• **TEXT BLOCK**
┄┄┄┄┄┄┄┄┄┄┄┄┄┄┄┄┄┄┄┄

I have a simple application that is running
Bumblebee, a framework in Elixir that allows me to run machine learning models with Phoenix. The repo is at GitHub - dwyl/image-classifier: 🖼️ Classify images and attempt to extract data from or describe their contents.
I have this application deployed on
fly.io, which sleeps after a period of inactivity. I’ve followed the instructions in Speed up your boot times with this one Dockerfile trick · The Phoenix Files to speed up the boot time of the
fly.io instance and it works to a certain extent - the model is properly cached in a volume and is not re-downloaded every time the instance is back up, being loaded when the app goes from sleep to active.
I’ve inclusively created a small guide to deploy this with
fly.io, in case anyone is interested. This was also discussed in Build failed with elixir bumblebee - #4 by matthewford.

┄┄┄┄┄┄┄┄┄┄┄┄┄┄┄┄┄┄┄┄

• **WHAT TO WORK ON**
A: List the titles of all the linked pages that the forum post mentions.
B: Using the forum post, answer these on separate lines:
(i) Bumblebee is a framework in which language?
(ii) On what platform is the application deployed?
(iii) Where is the model cached?
C: Please retype the forum post word for word, starting with "I have this" and going on through "sleep to active.".
The material placed after this point is not needed.

• **SOURCE EXCERPT**
┄┄┄┄┄┄┄┄┄┄┄┄┄┄┄┄┄┄┄┄

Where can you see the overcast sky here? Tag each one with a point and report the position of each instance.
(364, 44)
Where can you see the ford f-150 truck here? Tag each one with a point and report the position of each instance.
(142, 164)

┄┄┄┄┄┄┄┄┄┄┄┄┄┄┄┄┄┄┄┄

• **ANSWERS BY TASK**
A:
- GitHub - dwyl/image-classifier: 🖼️ Classify images and attempt to extract data from or describe their contents.
- Speed up your boot times with this one Dockerfile trick · The Phoenix Files
- Build failed with elixir bumblebee - #4 by matthewford

B:
(i) Elixir
(ii) fly.io
(iii) In a volume

C:
I have this application deployed on
fly.io, which sleeps after a period of inactivity. I’ve followed the instructions in Speed up your boot times with this one Dockerfile trick · The Phoenix Files to speed up the boot time of the
fly.io instance and it works to a certain extent - the model is properly cached in a volume and is not re-downloaded every time the instance is back up, being loaded when the app goes from sleep to active.